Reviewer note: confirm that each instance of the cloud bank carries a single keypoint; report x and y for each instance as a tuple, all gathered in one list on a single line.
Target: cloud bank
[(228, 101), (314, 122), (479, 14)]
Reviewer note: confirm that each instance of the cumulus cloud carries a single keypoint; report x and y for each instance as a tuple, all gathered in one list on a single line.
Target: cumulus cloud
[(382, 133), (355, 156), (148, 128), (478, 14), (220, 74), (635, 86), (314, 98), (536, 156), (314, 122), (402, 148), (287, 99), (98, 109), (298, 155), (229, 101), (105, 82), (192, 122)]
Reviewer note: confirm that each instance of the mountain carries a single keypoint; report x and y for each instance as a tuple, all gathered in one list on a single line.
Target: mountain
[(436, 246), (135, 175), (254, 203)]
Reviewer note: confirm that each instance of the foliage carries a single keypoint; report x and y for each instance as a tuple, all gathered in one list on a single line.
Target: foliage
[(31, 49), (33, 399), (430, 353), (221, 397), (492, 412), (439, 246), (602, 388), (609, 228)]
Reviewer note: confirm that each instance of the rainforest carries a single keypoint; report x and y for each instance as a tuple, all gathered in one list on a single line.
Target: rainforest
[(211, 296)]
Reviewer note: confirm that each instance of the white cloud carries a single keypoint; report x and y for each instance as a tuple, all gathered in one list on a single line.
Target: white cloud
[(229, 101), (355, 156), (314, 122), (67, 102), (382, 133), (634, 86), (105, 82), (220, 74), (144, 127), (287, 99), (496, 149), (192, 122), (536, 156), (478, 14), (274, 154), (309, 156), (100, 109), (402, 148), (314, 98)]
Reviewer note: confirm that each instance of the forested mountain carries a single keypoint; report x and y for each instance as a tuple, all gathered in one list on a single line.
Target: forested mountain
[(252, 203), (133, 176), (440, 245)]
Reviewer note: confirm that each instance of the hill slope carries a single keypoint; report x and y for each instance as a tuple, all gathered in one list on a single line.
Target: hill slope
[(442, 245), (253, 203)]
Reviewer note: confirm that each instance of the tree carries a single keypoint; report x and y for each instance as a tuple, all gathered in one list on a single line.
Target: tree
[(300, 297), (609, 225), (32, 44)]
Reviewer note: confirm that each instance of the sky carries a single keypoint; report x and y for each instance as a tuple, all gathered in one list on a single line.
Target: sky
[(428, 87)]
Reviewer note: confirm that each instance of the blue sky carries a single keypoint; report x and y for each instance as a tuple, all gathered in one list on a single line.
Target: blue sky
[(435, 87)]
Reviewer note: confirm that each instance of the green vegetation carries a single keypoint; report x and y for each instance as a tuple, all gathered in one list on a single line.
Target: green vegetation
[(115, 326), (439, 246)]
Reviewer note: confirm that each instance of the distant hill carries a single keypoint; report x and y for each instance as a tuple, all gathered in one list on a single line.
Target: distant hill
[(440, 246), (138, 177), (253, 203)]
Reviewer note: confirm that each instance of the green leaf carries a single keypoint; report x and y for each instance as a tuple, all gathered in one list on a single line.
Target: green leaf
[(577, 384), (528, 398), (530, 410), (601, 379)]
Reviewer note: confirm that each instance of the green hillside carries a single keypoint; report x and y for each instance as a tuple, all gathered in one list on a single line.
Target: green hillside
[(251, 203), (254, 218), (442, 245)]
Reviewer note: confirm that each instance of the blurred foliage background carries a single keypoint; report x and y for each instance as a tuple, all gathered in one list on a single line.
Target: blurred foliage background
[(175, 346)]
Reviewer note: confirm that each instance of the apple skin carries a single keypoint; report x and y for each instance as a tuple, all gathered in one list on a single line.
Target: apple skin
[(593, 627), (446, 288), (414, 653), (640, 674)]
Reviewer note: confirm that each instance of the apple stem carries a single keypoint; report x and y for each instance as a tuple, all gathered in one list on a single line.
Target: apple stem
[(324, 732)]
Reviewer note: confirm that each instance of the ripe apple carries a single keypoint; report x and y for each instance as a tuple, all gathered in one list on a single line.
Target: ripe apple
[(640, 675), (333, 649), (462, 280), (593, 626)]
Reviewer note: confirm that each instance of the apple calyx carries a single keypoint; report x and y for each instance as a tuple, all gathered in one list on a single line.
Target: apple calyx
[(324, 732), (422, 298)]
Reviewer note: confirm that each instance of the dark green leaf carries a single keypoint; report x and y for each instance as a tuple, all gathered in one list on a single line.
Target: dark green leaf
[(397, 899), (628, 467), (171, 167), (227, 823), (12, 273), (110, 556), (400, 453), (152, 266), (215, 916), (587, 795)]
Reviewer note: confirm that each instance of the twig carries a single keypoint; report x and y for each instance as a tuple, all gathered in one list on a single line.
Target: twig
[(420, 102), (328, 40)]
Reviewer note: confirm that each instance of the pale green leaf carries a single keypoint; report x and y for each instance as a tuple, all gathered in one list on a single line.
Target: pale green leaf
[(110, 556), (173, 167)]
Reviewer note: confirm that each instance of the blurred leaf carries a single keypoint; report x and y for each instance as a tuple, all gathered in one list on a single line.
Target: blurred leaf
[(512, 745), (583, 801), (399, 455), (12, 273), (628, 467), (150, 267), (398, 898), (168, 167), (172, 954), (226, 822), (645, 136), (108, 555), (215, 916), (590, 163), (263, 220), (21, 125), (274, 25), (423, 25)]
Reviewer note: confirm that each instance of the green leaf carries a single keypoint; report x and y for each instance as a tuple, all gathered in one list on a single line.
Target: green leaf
■ ■ ■ ■ ■
Copy out all of the material above word for word, leaving nothing out.

### Exercise answer
Reviewer note: confirm that each instance of the cloud bank carries a single keypoint; report x and y for each instance as a tuple, all gathered in one list on a single line.
Target: cloud bank
[(228, 101), (314, 122), (479, 14)]
Reviewer note: confirm that each instance of the cumulus cloud carries a single keypoint; report x and y for each instance as a tuple, all gathered in one list on a single line.
Target: cumulus cloud
[(382, 133), (355, 156), (148, 128), (478, 14), (220, 74), (635, 86), (314, 98), (536, 156), (314, 122), (402, 148), (287, 99), (98, 109), (298, 155), (229, 101), (105, 82), (192, 122)]
Reviewer note: confirm that each instance of the mountain carries a single keypoint; report x and y for each instance as a tuple, all gathered in one list on a single line.
Target: mountain
[(436, 246), (135, 175), (254, 203)]
Reviewer note: confirm that each instance of the foliage carries a single keypoint; report x and y for each instance as a tuple, all gathered in one list on a single line.
Target: foliage
[(31, 49), (33, 399), (430, 353), (221, 397), (492, 412), (439, 246), (602, 388), (609, 228)]
Reviewer note: confirm that each instance of the rainforest carries a single keypoint; report x and y for each instance as a tuple, all gathered in one list on a single line.
Target: rainforest
[(211, 296)]
Reviewer note: confirm that each instance of the white cloud carries a single keypoint; report x and y for each instance as a tuple, all gathered in one list on a single line.
Target: white cloud
[(229, 101), (355, 156), (314, 122), (67, 102), (382, 133), (634, 86), (105, 82), (220, 74), (144, 127), (287, 99), (496, 149), (192, 122), (536, 156), (478, 14), (274, 154), (309, 156), (100, 109), (402, 148), (314, 98)]
Reviewer note: confirm that each instance of the forested mountain carries a single keypoint; report x and y for each instance as a tuple, all gathered in one list on a single line.
Target: forested mountain
[(252, 203), (133, 176), (440, 245)]
Reviewer note: confirm that each instance of the hill slope carries a single keypoint; report x and y for each instance as a tuple, all gathered in one list on a single line.
Target: hill slope
[(442, 245), (253, 203)]
Reviewer note: confirm that each instance of the tree carries a single keypoint; report x and y for each instance as a tuple, all gathered in one list on a single line.
Target: tree
[(300, 297), (609, 225), (32, 44)]
Reviewer note: confirm that each instance of the sky carries a single keypoint; report x and y for each instance as a tuple, all gathered in one list on a single line.
Target: sky
[(428, 87)]
Reviewer note: confirm that each instance of the blue sky carries a single keypoint; report x and y for each instance as a tuple, all gathered in one list on a single line.
Target: blue sky
[(435, 87)]
Reviewer note: confirm that each instance of the green vegetation carries a single keypoint; report x and y for each instance as a tuple, all gathered in one list on a single line.
Target: green vegetation
[(115, 326), (439, 246)]
Reviewer note: confirm that each instance of the distant hill carries a single keypoint; report x and y for each instance as a tuple, all gathered in one list on a single line.
Target: distant hill
[(440, 246), (138, 177), (253, 203)]
Reviewer note: confirm that each instance of the green leaf carries a single keypoint; report x and y for each instance as a tuple, all gathered in one list on a single line.
Target: green leaf
[(577, 384), (528, 398), (530, 410), (601, 379)]
Reviewer note: confirm that each instance of the green hillside carries a single keypoint; report x and y for each instance as a tuple, all gathered in one list on a single line.
Target: green hillside
[(251, 203), (254, 218), (442, 245)]
Reviewer note: confirm that each instance of the blurred foliage background carries a single keypoint; report x and y for each instance as a tuple, all gathered in one list on a single line.
Target: blurred foliage background
[(175, 346)]
Reviewer note: confirm that each instance of the apple skin carries a single keypoint; report x and y for each instance as a tuple, all gathered in one list on a single line.
Target: apple skin
[(593, 627), (446, 288), (414, 653), (640, 674)]
Reviewer note: confirm that each instance of the apple stem carries a single keypoint; report x and y for each instance as a tuple, all gathered in one list on a single line.
Target: apple stem
[(324, 732)]
Reviewer note: confirm that each instance of the ripe apple carries a single keypoint; report x and y for each instance as a tuple, all gathered in one list on a single line.
Target: ripe apple
[(640, 675), (333, 649), (462, 280), (593, 626)]
Reviewer note: confirm that each instance of the apple calyx carries a single keypoint; report x and y for each instance as a tuple, all gathered in one list on a single line.
Target: apple calyx
[(324, 732), (422, 298)]
Reviewer note: confirm that each instance of the dark green leaf carries a single keypoint; report x and y for each instance as a tuple, all gathered in one list on a single line.
Target: dark green leaf
[(397, 899), (628, 467), (171, 167), (227, 823), (12, 273), (110, 556), (400, 453), (152, 266), (215, 916), (587, 795)]
Reviewer note: confirm that each instance of the twig carries a single keypoint; report x and y for each instance as a tuple, all gathered in one list on a single line.
Target: twig
[(420, 102), (328, 40)]
Reviewer note: confirm that each instance of the pale green leaf carries a single keypoint; report x and y for each instance as a tuple, all gathered in one list on a single line.
Target: pale green leaf
[(110, 556), (173, 167)]
Reviewer note: confirm that each instance of the blurred leaf carries a single keypoint; report x and y for each instance as a tuple, all gathered in one list on a single line.
Target: blurred leaf
[(512, 745), (583, 801), (399, 455), (12, 273), (628, 467), (150, 267), (398, 898), (168, 167), (172, 954), (226, 822), (645, 136), (108, 555), (215, 916), (590, 163), (263, 220), (21, 125), (274, 25), (423, 25)]
Reviewer note: confirm that each instance of the green leaf carries a single keypoint; report x and y for each instance as a tuple, all gathered in one list on a single line.
Target: green leaf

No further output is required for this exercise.